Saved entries
· · ·
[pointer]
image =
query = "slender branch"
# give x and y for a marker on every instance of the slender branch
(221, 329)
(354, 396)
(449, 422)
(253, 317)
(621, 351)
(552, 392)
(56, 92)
· · ·
▸ WHAT IS BEING ASKED
Write out word for word every line from the one containing "# give x and" through the last line of the data, and no other line.

▸ SOLUTION FOR THIS PROBLEM
# give x and y for a marker on every instance of the slender branch
(221, 329)
(354, 396)
(449, 422)
(253, 317)
(621, 351)
(552, 392)
(56, 92)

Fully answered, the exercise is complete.